Challenge A – Can you reproduce the book synopsis starting with "Challenging conventional accounts" and going on through "and U.S. neocolonialism.", renaming "sociologists" to "social scientists" everywhere it appears?

Synopses & Reviews
During World War II, the rising visibility of anticolonial and antiracist movements exposed contradictions between the U.S. democratic mission in Europe and racist practices against people of color at home. Yet the professional success stories of people of color gave ideological support to the notion that liberal antiracism was spreading within the United States.
Challenging conventional accounts of U.S. ethnic literature rooted in 1960s and 1970s social movements, Cynthia H. Tolentino sees this literary work as emerging from a political climate in which arguments about the integration of racial minorities and the moral legitimacy of U.S. international leadership are intertwined. Probing how sociologists including Robert E. Park, Gunnar Myrdal, and Emory Bogardus situated Asian Americans, Filipinos, and African Americans as model citizens and problems, Tolentino contends that such studies served as a staging ground for writers of color to become narrators of racial identity, citizenship, and U.S. neocolonialism.
Tracing the literary engagements of Richard Wright, Carlos Bulosan, and Jade Snow Wong with the sociology of race, Tolentino assesses their works as critical expressions of class negotiation on the global stage and illuminates the significance of U.S. ethnic literature.

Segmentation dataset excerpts
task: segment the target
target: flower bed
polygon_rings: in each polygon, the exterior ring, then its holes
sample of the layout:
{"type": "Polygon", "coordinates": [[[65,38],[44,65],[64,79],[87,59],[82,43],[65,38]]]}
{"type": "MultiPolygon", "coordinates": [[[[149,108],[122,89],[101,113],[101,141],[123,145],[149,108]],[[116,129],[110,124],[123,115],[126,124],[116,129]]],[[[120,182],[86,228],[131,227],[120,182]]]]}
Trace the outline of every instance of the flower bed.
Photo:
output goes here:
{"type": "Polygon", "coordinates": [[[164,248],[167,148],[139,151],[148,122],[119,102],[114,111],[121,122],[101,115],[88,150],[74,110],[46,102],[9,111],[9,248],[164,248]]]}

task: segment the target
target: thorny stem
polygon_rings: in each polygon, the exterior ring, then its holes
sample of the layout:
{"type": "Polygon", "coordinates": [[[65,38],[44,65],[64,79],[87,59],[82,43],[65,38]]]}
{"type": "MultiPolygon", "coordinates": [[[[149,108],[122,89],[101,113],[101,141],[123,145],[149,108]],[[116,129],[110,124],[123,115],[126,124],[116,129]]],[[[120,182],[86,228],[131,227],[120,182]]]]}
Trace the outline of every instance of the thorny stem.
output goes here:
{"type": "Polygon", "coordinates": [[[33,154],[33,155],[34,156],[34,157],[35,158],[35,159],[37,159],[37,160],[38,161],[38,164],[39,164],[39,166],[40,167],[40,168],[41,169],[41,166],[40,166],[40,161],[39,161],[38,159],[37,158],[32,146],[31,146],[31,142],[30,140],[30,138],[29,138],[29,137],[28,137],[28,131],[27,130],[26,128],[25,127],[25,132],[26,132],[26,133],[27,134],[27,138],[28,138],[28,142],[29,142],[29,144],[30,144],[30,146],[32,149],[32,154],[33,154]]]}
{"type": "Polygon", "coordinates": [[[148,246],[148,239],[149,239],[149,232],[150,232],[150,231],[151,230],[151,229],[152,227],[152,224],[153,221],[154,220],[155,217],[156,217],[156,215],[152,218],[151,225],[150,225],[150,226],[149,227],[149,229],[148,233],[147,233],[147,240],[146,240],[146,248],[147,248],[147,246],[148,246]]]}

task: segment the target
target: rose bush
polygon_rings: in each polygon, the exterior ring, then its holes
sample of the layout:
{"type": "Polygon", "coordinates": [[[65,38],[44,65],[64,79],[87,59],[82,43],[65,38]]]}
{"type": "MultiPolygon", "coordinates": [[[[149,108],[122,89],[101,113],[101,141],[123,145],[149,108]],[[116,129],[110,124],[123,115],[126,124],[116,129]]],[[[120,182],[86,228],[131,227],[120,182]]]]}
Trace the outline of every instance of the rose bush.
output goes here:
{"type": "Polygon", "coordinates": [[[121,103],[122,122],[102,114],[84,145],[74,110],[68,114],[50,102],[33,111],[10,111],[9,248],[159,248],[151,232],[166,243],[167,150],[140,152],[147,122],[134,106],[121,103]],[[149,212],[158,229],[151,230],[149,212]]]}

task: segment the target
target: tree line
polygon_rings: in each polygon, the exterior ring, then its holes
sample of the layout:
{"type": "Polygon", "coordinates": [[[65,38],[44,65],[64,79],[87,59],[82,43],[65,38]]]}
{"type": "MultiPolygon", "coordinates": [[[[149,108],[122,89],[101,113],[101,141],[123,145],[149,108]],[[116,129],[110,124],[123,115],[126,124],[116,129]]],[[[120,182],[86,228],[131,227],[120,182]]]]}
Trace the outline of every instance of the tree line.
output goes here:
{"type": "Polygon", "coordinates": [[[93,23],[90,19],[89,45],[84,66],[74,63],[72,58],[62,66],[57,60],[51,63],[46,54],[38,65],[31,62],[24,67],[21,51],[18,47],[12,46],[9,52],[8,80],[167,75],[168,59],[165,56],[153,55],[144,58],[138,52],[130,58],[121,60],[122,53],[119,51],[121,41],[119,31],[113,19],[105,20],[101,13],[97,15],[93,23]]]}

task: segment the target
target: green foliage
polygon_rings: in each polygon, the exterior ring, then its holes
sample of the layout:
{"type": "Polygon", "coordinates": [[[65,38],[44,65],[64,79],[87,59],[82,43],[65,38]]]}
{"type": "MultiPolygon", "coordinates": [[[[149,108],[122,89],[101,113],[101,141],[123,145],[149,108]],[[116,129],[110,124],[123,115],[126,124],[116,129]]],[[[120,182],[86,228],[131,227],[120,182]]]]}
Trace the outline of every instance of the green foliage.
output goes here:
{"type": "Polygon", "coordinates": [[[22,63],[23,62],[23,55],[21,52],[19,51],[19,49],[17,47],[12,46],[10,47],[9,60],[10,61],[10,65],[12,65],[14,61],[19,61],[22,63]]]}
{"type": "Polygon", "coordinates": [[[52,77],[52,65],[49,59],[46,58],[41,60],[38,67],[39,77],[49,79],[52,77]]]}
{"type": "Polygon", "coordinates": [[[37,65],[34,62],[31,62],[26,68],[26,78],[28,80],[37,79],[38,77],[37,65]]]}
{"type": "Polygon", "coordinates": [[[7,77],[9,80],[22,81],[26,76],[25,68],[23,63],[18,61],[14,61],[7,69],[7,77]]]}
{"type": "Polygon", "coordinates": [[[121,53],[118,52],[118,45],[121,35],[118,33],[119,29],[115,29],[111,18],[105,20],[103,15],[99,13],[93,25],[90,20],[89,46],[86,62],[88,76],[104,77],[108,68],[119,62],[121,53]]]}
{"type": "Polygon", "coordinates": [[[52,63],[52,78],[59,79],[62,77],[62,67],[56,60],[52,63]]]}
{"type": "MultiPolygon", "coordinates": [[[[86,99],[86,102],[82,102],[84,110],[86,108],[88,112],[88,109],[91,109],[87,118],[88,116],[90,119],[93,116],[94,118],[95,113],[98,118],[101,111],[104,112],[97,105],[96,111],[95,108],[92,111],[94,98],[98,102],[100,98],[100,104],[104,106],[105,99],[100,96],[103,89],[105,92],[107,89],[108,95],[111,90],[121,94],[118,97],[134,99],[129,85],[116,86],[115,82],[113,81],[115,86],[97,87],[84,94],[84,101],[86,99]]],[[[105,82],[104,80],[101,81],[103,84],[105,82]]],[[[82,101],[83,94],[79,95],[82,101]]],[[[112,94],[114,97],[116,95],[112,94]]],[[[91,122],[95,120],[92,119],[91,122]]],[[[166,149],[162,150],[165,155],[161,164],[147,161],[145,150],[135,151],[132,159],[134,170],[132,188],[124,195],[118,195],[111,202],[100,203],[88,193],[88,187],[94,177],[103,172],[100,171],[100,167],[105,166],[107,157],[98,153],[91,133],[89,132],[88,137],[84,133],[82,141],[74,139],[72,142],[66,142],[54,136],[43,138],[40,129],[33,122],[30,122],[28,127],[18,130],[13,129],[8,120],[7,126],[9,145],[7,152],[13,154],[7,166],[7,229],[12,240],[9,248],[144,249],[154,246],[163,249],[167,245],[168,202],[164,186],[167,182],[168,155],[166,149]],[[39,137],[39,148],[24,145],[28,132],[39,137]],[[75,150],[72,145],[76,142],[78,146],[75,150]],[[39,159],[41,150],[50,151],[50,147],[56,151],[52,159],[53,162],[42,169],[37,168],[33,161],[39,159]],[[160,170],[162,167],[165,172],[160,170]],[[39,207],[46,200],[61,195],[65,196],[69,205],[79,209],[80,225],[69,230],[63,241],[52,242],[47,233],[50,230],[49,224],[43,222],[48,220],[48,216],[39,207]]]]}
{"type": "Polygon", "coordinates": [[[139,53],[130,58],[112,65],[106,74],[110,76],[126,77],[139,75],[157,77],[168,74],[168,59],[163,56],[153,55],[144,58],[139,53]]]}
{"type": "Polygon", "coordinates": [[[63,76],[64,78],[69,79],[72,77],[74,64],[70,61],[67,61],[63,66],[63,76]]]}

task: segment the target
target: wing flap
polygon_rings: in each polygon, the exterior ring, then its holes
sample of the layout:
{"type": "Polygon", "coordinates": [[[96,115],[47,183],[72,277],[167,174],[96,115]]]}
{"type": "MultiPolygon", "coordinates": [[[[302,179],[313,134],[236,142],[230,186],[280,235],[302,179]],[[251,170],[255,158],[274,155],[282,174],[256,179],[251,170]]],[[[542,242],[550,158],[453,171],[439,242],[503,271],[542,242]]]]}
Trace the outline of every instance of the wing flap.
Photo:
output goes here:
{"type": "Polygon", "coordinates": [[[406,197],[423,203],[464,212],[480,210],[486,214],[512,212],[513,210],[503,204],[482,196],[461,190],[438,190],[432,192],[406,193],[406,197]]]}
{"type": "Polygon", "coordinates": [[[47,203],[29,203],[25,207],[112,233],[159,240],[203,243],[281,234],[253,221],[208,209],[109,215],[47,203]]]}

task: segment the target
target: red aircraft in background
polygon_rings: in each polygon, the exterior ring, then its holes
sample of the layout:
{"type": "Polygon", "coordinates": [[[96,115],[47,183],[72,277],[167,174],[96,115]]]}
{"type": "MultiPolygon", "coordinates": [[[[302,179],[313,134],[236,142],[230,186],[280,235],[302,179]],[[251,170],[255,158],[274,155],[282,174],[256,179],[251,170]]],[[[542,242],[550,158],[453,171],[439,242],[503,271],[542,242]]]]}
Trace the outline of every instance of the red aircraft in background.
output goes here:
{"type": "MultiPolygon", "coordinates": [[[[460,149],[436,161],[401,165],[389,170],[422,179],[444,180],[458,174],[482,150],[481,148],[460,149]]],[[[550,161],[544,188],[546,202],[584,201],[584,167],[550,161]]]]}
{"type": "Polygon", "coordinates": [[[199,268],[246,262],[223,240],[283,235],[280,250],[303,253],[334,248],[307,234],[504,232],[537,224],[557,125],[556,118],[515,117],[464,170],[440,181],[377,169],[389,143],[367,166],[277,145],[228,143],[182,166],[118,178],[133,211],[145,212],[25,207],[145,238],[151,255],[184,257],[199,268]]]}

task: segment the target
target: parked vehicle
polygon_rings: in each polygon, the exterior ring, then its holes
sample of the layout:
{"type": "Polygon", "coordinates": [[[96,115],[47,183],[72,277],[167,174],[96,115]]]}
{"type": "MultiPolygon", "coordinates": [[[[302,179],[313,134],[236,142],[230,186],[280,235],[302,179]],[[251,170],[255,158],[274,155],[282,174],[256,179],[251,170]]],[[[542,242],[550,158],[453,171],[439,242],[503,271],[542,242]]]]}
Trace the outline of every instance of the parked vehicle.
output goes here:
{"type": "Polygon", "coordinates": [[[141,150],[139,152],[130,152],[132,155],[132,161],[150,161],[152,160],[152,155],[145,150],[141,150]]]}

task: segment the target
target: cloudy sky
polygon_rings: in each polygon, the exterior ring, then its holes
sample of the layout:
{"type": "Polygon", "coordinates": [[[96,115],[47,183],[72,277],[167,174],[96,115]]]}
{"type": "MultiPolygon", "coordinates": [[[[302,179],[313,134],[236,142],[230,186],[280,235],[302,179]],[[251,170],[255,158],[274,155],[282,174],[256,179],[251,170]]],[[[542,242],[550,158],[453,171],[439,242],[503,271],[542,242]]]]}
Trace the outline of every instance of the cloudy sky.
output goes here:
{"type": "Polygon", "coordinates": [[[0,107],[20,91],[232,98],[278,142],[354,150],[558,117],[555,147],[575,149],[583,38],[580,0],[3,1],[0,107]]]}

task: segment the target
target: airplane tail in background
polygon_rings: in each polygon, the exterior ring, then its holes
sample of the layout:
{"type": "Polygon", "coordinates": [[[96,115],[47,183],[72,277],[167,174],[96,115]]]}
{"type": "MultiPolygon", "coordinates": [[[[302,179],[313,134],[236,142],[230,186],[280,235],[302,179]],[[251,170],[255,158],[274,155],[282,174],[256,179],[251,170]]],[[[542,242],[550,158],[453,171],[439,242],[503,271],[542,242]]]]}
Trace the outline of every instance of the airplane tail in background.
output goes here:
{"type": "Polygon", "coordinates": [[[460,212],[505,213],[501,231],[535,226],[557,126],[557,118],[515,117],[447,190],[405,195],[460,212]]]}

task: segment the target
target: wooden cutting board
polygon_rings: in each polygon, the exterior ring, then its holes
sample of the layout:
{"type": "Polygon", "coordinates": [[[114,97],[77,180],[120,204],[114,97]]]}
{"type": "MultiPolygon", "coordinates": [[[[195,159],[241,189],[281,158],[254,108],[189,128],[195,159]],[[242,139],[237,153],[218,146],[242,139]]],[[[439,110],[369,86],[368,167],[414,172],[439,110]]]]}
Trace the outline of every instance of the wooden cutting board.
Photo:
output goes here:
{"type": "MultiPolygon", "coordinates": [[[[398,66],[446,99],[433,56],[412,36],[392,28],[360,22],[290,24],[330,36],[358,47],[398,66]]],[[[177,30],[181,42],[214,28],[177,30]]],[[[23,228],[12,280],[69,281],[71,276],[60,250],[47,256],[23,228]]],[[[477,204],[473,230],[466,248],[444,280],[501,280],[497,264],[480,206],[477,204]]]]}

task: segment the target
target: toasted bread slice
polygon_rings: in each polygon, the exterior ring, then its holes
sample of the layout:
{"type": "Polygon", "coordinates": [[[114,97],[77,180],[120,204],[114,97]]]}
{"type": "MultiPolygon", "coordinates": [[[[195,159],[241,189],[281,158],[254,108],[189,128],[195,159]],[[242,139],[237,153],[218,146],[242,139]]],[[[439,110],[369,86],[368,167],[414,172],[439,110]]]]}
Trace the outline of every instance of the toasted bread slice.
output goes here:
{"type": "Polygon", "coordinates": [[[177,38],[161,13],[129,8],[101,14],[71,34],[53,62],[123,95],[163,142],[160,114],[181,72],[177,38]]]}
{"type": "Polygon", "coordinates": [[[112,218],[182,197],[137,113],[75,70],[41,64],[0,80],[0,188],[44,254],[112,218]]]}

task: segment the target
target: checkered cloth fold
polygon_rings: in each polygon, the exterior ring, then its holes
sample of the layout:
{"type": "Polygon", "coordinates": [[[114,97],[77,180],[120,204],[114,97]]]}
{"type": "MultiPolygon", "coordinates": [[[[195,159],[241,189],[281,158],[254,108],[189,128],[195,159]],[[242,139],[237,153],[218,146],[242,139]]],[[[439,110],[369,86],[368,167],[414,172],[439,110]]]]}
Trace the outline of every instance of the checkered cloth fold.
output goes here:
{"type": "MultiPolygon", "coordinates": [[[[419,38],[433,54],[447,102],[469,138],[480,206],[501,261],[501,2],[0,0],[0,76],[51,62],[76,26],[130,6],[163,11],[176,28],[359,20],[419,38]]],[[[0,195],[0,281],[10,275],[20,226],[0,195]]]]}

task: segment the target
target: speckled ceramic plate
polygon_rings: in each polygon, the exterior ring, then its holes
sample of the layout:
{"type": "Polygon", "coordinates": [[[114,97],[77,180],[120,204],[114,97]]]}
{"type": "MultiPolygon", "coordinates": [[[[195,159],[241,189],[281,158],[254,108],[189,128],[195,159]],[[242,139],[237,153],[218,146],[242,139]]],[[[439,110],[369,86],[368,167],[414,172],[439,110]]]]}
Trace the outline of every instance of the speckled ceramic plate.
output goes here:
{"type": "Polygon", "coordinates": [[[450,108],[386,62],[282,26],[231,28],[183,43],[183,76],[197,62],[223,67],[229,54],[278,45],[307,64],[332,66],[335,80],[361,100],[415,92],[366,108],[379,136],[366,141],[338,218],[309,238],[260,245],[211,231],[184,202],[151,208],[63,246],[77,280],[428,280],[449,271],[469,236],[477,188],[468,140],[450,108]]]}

Challenge B – Which lines of the rows contain the word "parked"? Show each of them in full, treating case as significant.

Result A –
Challenging conventional accounts of U.S. ethnic literature rooted in 1960s and 1970s social movements, Cynthia H. Tolentino sees this literary work as emerging from a political climate in which arguments about the integration of racial minorities and the moral legitimacy of U.S. international leadership are intertwined. Probing how social scientists including Robert E. Park, Gunnar Myrdal, and Emory Bogardus situated Asian Americans, Filipinos, and African Americans as model citizens and problems, Tolentino contends that such studies served as a staging ground for writers of color to become narrators of racial identity, citizenship, and U.S. neocolonialism.

Result B –
target: parked vehicle
Trace the outline of every instance of the parked vehicle.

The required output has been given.